▸ Prompt
Reproduce the rows verbatim, starting at the line that contains "TARGET = ceiling vent" and continuing through the final line of the rows.

○ ○ ○ ○

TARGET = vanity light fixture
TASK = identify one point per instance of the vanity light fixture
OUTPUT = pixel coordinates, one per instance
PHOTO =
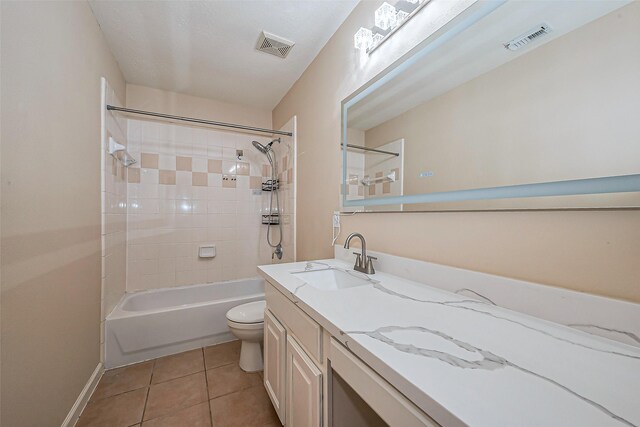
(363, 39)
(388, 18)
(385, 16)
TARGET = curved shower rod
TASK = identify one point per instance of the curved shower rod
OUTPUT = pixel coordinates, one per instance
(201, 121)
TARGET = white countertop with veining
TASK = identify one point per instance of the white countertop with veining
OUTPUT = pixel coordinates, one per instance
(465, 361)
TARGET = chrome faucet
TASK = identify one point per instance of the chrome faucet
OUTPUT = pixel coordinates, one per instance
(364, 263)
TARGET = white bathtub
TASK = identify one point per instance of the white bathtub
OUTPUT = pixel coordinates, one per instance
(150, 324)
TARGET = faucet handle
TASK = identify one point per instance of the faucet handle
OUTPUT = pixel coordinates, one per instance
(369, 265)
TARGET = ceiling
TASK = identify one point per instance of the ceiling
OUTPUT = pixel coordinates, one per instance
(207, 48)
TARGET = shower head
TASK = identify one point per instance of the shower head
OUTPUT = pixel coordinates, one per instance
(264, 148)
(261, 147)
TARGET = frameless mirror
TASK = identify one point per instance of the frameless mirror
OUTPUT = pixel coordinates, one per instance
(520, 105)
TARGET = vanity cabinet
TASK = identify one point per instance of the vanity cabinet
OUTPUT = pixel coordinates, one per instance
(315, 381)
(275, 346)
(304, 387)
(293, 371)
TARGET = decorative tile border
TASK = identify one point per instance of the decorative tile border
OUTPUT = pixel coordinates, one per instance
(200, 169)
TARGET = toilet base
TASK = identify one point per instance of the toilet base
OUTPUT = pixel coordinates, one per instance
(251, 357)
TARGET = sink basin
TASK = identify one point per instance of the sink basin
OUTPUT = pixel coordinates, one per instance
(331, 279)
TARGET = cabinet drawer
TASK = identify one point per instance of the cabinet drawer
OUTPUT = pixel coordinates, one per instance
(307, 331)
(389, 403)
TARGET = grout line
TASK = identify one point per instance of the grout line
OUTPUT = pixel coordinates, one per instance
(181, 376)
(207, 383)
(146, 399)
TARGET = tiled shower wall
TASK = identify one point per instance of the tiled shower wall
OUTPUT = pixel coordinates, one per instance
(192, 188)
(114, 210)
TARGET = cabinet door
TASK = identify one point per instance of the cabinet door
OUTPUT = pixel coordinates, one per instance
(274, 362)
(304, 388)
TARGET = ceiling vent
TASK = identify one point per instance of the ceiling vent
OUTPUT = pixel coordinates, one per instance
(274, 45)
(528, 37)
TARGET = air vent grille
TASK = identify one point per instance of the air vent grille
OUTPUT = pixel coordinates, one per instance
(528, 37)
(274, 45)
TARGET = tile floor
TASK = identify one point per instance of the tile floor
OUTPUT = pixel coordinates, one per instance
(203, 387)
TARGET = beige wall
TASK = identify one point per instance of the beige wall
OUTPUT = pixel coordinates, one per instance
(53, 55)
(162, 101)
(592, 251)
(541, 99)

○ ○ ○ ○

▸ Answer below
TARGET = ceiling vent
TASK = identify one point per instance of the ceiling vent
OUTPUT = pixel coordinates, one per instance
(274, 45)
(528, 37)
TARGET = air vent grille
TASK = identify one point per instance of the air vent grille
OUTPUT = pixel coordinates, one per instance
(528, 37)
(274, 45)
TARGET = tile floor
TASK = identify one point per instance of the tile floor
OUTPUT = pixel coordinates, one per instance
(203, 387)
TARGET = beige wall
TASK = identify one point per instance of the beige wall
OUTPUT = pixel coordinates, one per instance
(53, 55)
(162, 101)
(592, 251)
(541, 99)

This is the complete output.